§ **Tarefas a resolver**:
a - Devolva, sem alterações, o trecho do texto sobre Hayek e Comte que vai de "que o impede" até "obra de Hayek.", incluindo este último.
b - Segundo o texto sobre Hayek e Comte, como Hayek classifica o capitalismo?
c - Escreva a continuação do texto sobre Hayek e Comte a partir do ponto em que ele termina.

§ **Texto fornecido**:
━━━
Mais do que isso, Hayek apresenta um
“positivismo acrítico” (MÉSZÁROS, 2011, p. 190)
que o impede de ver que suas teorias são extremamente similares as de
Comte. Vejamos: Lowy (1991, p. 35-36) define como positivista a análise de que
“a sociedade humana é regulada por leis naturais, […] invariáveis,
independentes da vontade e da ação humana”. A partir dessa lógica, Comte estuda
a “indispensável concentração de riquezas nas mãos dos senhores industriais”. A
função da sociologia, para ele, seria, portanto, explicar isso aos proletários;
nas palavras de Comte, “graças ao positivismo os proletários reconhecerão […]
as vantagens da submissão” (apud LÖWY, 1991, p. 39). Hayek, além de classificar o
capitalismo como a “única ordem econômica natural” (MÉSZÁROS, 2011, p. 197),
está de acordo com Comte a respeito de que a riqueza deve estar com os
capitalistas e de que isso é vantajoso para os proletários. Mészáros cita e dialoga
com passagens de A arrogância fatal, outra obra de Hayek.
Nas palavras de Hayek:
“Quando perguntamos o que os homens devem às práticas morais dos chamados
capitalistas, a resposta é: suas próprias vidas”. Não obstante, os
ingratos trabalhadores criados e mantidos vivos pelos generosos sujeitos
chamados de capitalistas não hesitam em morder a mão que os alimenta, em vez de
“se submeterem à disciplina impessoal” necessária para o bom funcionamento do
melhor dos mundos, a “ordem econômica ampliada” do capital... Pois, “embora
essa gente talvez se sinta [o grifo é de Hayek] explorada e os políticos possam brincar
com esses sentimentos para ganhar poder, grande parte do proletariado ocidental
e grande parte dos milhões no mundo em desenvolvimento devem sua existência às
oportunidades que os países avançados criaram para eles” (MÉSZÁROS, 2011, p.
190-191)
━━━
§ **Dados**:

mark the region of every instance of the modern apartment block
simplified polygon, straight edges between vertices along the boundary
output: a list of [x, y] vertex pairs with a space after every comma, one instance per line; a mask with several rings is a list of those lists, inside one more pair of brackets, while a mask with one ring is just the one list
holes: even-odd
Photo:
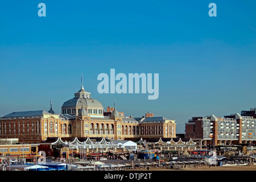
[[214, 115], [192, 117], [186, 123], [185, 138], [202, 146], [251, 144], [256, 140], [256, 110], [222, 117]]

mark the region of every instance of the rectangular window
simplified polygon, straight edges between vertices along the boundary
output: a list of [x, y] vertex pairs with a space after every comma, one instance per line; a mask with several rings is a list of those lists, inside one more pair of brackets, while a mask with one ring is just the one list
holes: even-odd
━━━
§ **Respostas às tarefas**:
a -
que o impede de ver que suas teorias são extremamente similares as de
Comte. Vejamos: Lowy (1991, p. 35-36) define como positivista a análise de que
“a sociedade humana é regulada por leis naturais, […] invariáveis,
independentes da vontade e da ação humana”. A partir dessa lógica, Comte estuda
a “indispensável concentração de riquezas nas mãos dos senhores industriais”. A
função da sociologia, para ele, seria, portanto, explicar isso aos proletários;
nas palavras de Comte, “graças ao positivismo os proletários reconhecerão […]
as vantagens da submissão” (apud LÖWY, 1991, p. 39). Hayek, além de classificar o
capitalismo como a “única ordem econômica natural” (MÉSZÁROS, 2011, p. 197),
está de acordo com Comte a respeito de que a riqueza deve estar com os
capitalistas e de que isso é vantajoso para os proletários. Mészáros cita e dialoga
com passagens de A arrogância fatal, outra obra de Hayek.

b - Como a "única ordem econômica natural".

c -
Hayek também concorda com o
“totalitário” Comte ao enfatizar o papel do indivíduo dentro da divisão social
do trabalho:
Para Hayek, as coisas
são muito simples em suas equações de apologia do capital: “sem os
ricos – os que acumularam o capital – os pobres que existissem seriam ainda
mais pobres”. E assim, no que diz respeito às pessoas “que vivem nas periferias
... por mais doloroso que seja este processo, também elas, ou melhor,
especialmente elas se beneficiam da divisão do trabalho formada pelas práticas
das classes empresariais” (MÉSZÁROS, 2010, p. 197)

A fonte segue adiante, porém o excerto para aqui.